▸ **PROBLEM TO SOLVE**:
For every record below, repeat the text exactly and pass over any image.

Segment Start: DATA FOR PROCESSING

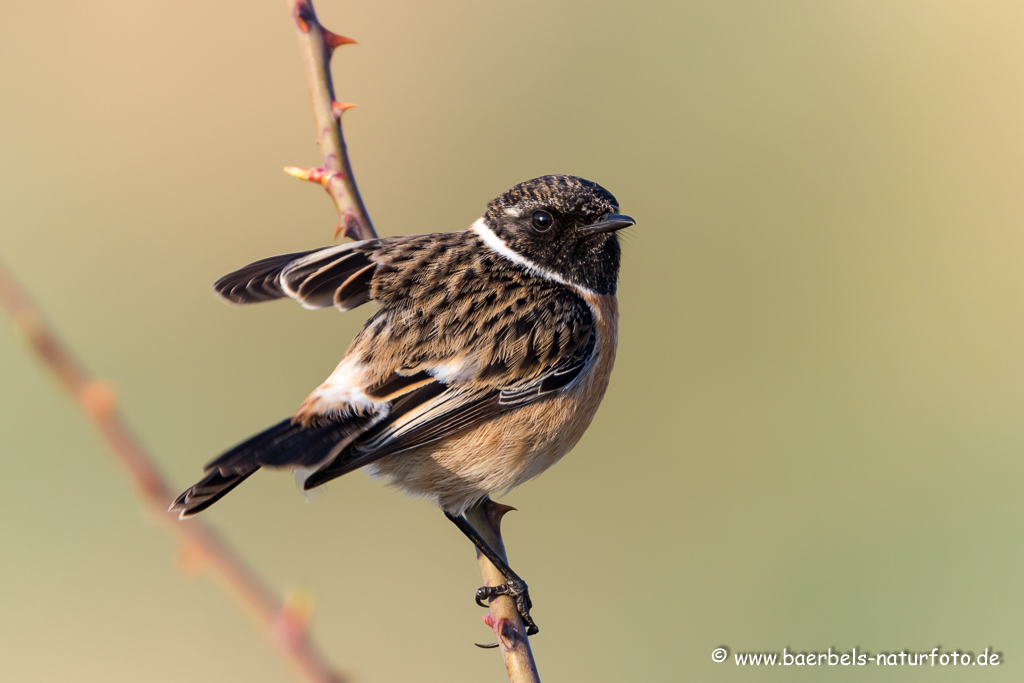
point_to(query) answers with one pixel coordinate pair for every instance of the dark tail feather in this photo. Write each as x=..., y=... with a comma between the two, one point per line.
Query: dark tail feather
x=208, y=491
x=285, y=444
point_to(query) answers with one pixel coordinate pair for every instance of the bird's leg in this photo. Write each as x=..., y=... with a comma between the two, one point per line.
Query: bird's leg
x=514, y=586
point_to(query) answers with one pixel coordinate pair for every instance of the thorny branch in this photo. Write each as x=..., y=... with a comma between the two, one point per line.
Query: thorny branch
x=201, y=546
x=317, y=44
x=285, y=623
x=504, y=616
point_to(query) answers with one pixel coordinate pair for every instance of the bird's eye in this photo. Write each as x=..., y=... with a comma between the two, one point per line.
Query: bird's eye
x=542, y=221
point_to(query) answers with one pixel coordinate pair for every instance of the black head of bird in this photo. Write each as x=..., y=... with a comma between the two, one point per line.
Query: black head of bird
x=563, y=224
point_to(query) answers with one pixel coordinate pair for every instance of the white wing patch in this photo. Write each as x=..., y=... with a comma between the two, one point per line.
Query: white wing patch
x=342, y=392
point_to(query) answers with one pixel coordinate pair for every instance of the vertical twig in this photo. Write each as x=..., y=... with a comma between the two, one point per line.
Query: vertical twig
x=316, y=45
x=285, y=625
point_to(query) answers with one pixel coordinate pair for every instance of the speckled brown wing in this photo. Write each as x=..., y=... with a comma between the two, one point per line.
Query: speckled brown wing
x=462, y=335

Segment End: DATA FOR PROCESSING

▸ **YOUR RESPONSE**:
point_to(query) answers with one pixel coordinate pair for every instance of the dark tail feather in this photo. Write each as x=..., y=... with a comma between the two, one point per line.
Query: dark tail feather
x=208, y=491
x=285, y=444
point_to(query) answers with one pixel coordinate pair for every instance of the bird's leg in this photo. Write each as x=..., y=... with a comma between the two, one point per line.
Query: bird's leg
x=514, y=586
point_to(query) answers with one pixel coordinate pair for every instance of the thorny branch in this photo. Write each as x=..., y=... with a comma between the two, one point per line.
Query: thorny branch
x=201, y=546
x=317, y=44
x=285, y=623
x=504, y=616
point_to(query) answers with one pixel coordinate pair for every instance of the bird's eye in this photo. Write each as x=..., y=... with a comma between the two, one point per line.
Query: bird's eye
x=542, y=221
point_to(query) answers with one pixel coordinate pair for every instance of the black head of bird in this photo. Write each as x=..., y=... with a comma between the two, one point per line.
Query: black head of bird
x=563, y=224
point_to(query) answers with one pixel coordinate pair for every instance of the white wing patch in this photo. Write each as x=..., y=... with a comma between the two, one point per line.
Query: white wing patch
x=342, y=392
point_to(query) answers with one pixel coordinate pair for every instance of the vertical twig in this photo. Write each as x=..., y=... with a comma between the two, one point per line.
Query: vertical twig
x=316, y=45
x=285, y=625
point_to(query) answers with one pixel coordinate pair for every instance of the speckled brown wing in this photo. Write each as x=..., y=... with a comma between the two, one point per line.
Query: speckled brown wing
x=462, y=335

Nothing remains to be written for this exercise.